• _PROBLEM STATEMENT_: Scale the listing below by writing out all of its lines again, requests included, with every point coordinate in the answers multiplied by 2.3 and rounded to whole numbers, halves rounding up. Leave the pictures out of your answer.

Data extracted from a collection:
───

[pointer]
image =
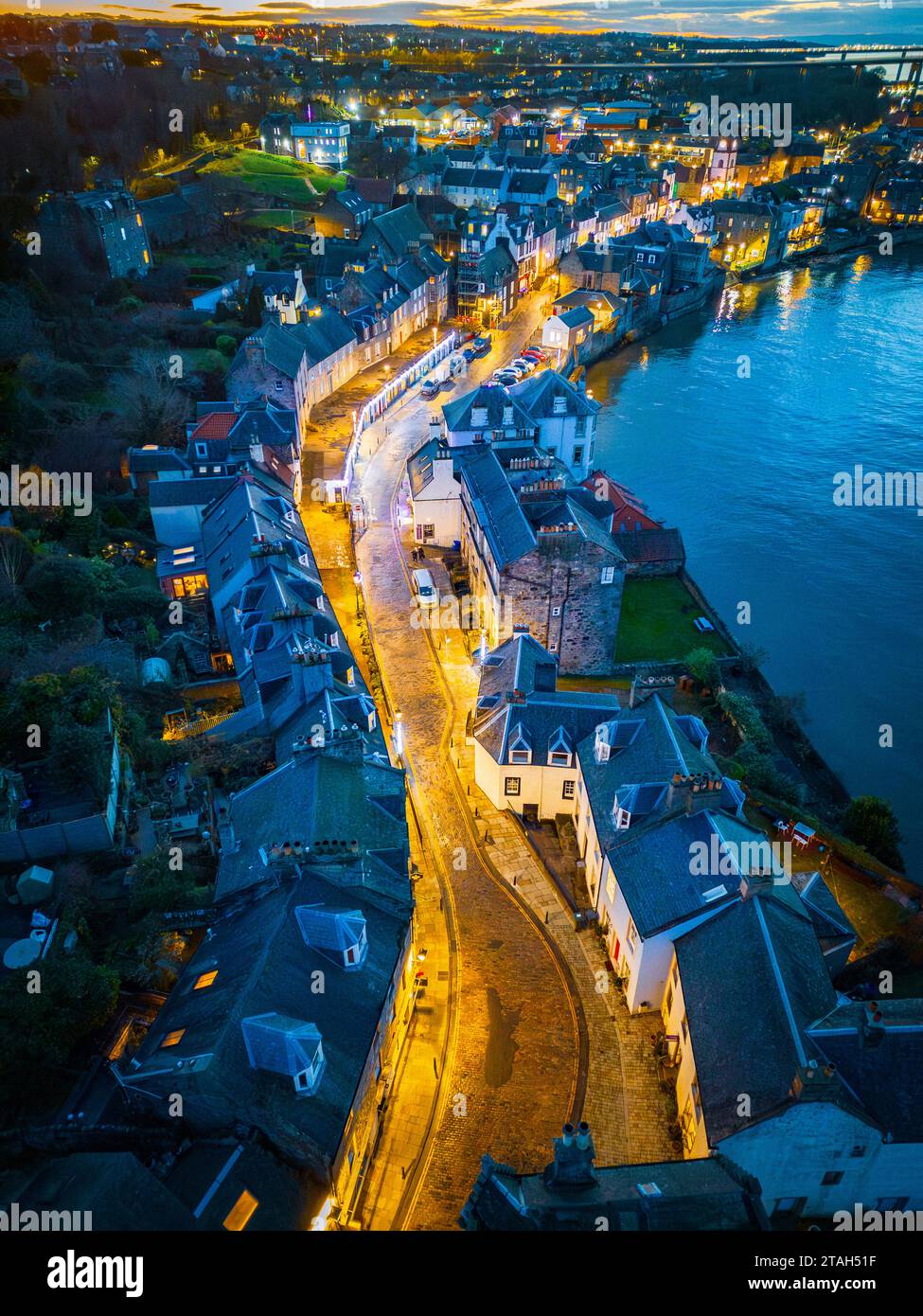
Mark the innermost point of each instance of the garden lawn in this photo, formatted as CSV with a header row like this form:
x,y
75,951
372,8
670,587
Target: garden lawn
x,y
656,623
274,175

───

• _THE REPLY_:
[pointer]
image =
Mark the innermost point of each instance of the garden lawn in this photo, formatted as CSV with a header row like this form:
x,y
75,951
372,8
670,587
Target: garden lawn
x,y
1509,1433
630,403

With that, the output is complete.